━━━ TEXTO

Por: Jonas | 24 Março 2013
Contrários à percepção de que são os mercados que conquistaram os Estados, ditando as políticas que devem seguir, os pensadores franceses Christian Laval (foto) e Pierre Dardot defendem, no livro “La nueva razón del mundo”, que são os Estados que introduziram na economia, na sociedade e até em seu próprio seio, a lógica da concorrência regida pelo modelo neoliberal.
A exigência da universalização desta lógica ultrapassa as fronteiras do Estado, alcançando diretamente a vida pessoal de cada indivíduo, que se vê obrigado, dentro deste sistema, a estabelecer relações de tipo capitalista consigo mesmo e com os demais.
Conversamos com o professor de sociologia Christian Laval, na sua passagem pela Espanha, em razão da apresentação de seu livro em nosso país.
A entrevista é de Rebeca Mateos Herraiz, publicada no sítio espanhol Periodismohumano, 11-03-2013. A tradução é do Cepat.
Eis a entrevista.
“Não acabamos com o neoliberalismo” é a primeira frase com que nos deparamos antes de começar a ler seu livro. Qual é o erro, de acordo com a sua opinião, de que tal afirmação tenha sido escutada tantas vezes, nos últimos anos, em consequência da crise pela qual atravessamos?

━━━━━━

INSTRUÇÃO A ▸
Traduza para o inglês a seguinte frase do texto: "Conversamos com o professor de sociologia Christian Laval, na sua passagem pela Espanha, em razão da apresentação de seu livro em nosso país."
INSTRUÇÃO B ▸
De acordo com o texto, quem realizou a tradução da entrevista?
INSTRUÇÃO C ▸
Atualize todo o trecho do texto desde "Conversamos com o" até "Eis a entrevista.", substituindo "Espanha" por "Itália".

━━━ INFORMAÇÕES FORNECIDAS

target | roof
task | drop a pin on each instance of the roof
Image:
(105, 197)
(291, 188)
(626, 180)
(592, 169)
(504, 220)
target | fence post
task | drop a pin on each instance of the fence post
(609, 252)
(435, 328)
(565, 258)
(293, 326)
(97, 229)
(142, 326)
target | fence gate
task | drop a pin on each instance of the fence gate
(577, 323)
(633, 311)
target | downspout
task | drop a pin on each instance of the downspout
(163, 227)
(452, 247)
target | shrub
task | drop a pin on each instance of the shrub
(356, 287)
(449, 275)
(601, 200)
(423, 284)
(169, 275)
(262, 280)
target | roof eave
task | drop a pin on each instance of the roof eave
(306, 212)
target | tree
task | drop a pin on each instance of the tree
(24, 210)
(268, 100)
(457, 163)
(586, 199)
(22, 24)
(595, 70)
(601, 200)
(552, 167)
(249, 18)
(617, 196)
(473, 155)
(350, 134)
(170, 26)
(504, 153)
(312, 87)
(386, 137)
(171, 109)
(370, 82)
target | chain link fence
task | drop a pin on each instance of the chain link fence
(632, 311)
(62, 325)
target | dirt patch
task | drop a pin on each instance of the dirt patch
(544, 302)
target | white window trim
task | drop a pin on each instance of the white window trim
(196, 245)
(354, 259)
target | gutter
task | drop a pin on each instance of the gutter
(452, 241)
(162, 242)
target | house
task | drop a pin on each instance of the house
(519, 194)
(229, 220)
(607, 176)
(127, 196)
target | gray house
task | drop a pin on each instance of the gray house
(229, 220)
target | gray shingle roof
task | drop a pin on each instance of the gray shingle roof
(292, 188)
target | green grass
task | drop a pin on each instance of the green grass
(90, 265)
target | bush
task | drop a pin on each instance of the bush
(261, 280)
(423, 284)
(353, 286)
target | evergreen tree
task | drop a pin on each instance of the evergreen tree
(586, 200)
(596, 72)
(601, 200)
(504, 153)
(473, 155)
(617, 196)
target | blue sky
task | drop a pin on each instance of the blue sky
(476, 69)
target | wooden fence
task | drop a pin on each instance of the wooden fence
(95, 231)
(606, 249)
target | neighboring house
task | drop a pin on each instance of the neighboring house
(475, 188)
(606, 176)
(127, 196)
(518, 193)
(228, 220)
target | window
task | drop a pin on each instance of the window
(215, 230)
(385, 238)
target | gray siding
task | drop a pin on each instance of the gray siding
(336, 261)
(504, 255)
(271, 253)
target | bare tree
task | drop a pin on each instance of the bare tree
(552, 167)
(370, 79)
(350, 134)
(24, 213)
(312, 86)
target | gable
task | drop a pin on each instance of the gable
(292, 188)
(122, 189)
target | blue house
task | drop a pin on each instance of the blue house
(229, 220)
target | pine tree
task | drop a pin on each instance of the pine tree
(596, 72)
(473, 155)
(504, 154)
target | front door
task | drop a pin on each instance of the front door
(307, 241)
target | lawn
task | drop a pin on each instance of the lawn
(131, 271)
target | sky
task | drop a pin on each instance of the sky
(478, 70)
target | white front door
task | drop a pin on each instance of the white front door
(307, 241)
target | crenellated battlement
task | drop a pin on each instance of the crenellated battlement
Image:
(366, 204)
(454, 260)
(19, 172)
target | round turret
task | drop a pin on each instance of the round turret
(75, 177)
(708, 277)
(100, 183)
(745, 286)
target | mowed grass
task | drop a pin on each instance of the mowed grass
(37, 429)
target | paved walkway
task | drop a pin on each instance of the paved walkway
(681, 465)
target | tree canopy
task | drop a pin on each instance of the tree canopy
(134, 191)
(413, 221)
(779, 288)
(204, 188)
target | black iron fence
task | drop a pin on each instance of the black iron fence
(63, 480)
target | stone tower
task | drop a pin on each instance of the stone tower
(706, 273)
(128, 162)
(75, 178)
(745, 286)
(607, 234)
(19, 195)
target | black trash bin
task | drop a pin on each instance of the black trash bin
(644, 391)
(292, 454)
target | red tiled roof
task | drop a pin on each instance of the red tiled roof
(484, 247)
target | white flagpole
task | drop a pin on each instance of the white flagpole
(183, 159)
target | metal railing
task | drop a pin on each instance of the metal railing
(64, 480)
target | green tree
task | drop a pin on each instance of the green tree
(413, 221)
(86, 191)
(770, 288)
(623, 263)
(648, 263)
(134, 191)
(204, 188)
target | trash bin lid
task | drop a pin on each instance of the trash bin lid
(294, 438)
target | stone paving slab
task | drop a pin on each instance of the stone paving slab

━━━━━━

RESPOSTA FINAL A ▸
We spoke with sociology professor Christian Laval during his visit to Spain, on the occasion of the presentation of his book in our country.

RESPOSTA FINAL B ▸
A tradução é do Cepat.

RESPOSTA FINAL C ▸
Conversamos com o professor de sociologia Christian Laval, na sua passagem pela Itália, em razão da apresentação de seu livro em nosso país.
A entrevista é de Rebeca Mateos Herraiz, publicada no sítio espanhol Periodismohumano, 11-03-2013. A tradução é do Cepat.
Eis a entrevista.